- _Your instructions_:
Rescale the lines starting at the one containing "Task: tag the metal" and ending at the last line. Reproduce each of them, requests included, with every coordinate in the answers multiplied by 1.2 and rounded to the nearest whole number, halves rounding up.

- _Rows_:
┄┄┄┄┄┄┄┄┄┄
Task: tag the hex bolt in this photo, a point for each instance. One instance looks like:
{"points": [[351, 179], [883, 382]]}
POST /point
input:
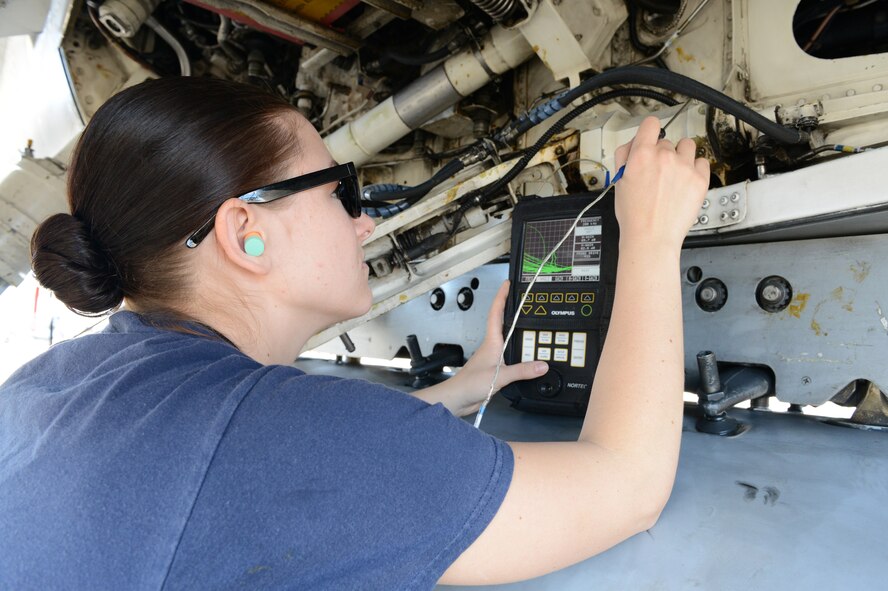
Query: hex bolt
{"points": [[772, 293], [708, 294]]}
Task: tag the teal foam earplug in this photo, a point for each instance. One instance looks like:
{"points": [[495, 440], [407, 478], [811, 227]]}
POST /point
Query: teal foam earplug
{"points": [[253, 244]]}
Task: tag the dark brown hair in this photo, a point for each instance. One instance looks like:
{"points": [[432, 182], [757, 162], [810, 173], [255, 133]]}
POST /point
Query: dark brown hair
{"points": [[153, 164]]}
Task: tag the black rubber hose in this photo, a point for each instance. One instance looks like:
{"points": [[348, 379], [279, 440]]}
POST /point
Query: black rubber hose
{"points": [[559, 125], [413, 194], [417, 60], [692, 89], [480, 196]]}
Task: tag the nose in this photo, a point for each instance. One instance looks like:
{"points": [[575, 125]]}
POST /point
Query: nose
{"points": [[364, 226]]}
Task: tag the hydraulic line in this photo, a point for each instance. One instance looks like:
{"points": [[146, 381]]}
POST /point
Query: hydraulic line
{"points": [[498, 10], [480, 196], [692, 89], [417, 60], [485, 192]]}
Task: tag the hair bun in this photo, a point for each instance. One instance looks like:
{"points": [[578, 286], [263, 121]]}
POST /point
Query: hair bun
{"points": [[67, 261]]}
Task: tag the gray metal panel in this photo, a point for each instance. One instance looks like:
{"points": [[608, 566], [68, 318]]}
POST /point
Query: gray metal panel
{"points": [[792, 503], [834, 331]]}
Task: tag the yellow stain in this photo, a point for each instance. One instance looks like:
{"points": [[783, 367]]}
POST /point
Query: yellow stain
{"points": [[315, 10], [683, 55], [860, 271], [797, 306]]}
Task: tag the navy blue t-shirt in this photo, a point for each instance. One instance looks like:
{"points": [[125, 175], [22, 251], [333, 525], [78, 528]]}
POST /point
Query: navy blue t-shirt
{"points": [[141, 458]]}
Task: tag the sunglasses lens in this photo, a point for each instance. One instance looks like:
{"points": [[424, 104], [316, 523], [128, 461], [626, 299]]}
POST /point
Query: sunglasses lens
{"points": [[350, 195]]}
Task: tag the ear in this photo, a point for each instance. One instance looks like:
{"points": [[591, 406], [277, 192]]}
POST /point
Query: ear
{"points": [[234, 220]]}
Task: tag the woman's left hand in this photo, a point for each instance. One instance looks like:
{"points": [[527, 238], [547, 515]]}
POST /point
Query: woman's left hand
{"points": [[463, 393]]}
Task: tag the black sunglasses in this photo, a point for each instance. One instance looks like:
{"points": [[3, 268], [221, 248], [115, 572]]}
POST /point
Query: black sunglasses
{"points": [[348, 192]]}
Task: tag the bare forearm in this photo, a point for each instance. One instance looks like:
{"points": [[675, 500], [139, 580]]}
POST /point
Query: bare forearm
{"points": [[636, 403], [449, 393]]}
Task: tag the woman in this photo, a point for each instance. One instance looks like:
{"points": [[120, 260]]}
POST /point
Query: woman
{"points": [[173, 451]]}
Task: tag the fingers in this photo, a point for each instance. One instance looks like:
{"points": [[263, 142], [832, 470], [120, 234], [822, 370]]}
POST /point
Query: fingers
{"points": [[622, 155], [497, 309], [648, 134], [687, 149], [701, 165]]}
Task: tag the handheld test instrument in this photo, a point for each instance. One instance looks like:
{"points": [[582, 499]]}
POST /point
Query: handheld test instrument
{"points": [[563, 321]]}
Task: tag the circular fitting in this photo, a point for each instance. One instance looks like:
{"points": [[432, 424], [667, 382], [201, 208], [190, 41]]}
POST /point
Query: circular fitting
{"points": [[465, 298], [437, 298], [712, 294], [773, 294]]}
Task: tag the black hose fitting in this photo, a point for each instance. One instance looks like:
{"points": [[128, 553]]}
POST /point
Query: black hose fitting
{"points": [[692, 89]]}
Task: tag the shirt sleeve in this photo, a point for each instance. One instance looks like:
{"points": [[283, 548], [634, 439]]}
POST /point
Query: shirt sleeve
{"points": [[325, 483]]}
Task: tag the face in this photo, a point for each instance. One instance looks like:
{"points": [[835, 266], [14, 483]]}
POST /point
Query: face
{"points": [[316, 250]]}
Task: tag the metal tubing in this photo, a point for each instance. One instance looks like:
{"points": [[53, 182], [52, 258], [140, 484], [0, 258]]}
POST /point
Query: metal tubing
{"points": [[459, 76], [425, 98], [286, 24]]}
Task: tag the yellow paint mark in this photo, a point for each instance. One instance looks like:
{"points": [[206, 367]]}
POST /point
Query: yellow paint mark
{"points": [[860, 271], [797, 306], [683, 55]]}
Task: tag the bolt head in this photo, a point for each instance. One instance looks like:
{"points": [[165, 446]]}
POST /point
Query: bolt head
{"points": [[772, 293], [708, 294]]}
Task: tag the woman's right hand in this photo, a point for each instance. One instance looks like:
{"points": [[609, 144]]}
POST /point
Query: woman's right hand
{"points": [[661, 191]]}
┄┄┄┄┄┄┄┄┄┄
- _Reply to the task_:
Task: tag the metal tubing in this photo, a point for each instance. One instance looks like:
{"points": [[53, 182], [52, 258], [140, 484], [0, 258]]}
POST /point
Query: metal tubing
{"points": [[551, 91], [510, 118], [343, 29]]}
Task: tag the yellow paint mark in this photo, a point for each instance. One instance looks like:
{"points": [[206, 367]]}
POST /point
Query: yellow paint mark
{"points": [[1032, 325], [956, 367], [820, 66]]}
Task: tag the bolt head in this photo, a point for each instance. One instance looks like:
{"points": [[165, 446]]}
POST /point
Query: bolt head
{"points": [[926, 352], [850, 353]]}
Task: tag the woman's right hand in this photo, a point for each instance. One instance looks like:
{"points": [[609, 144]]}
POST /point
Query: woman's right hand
{"points": [[793, 229]]}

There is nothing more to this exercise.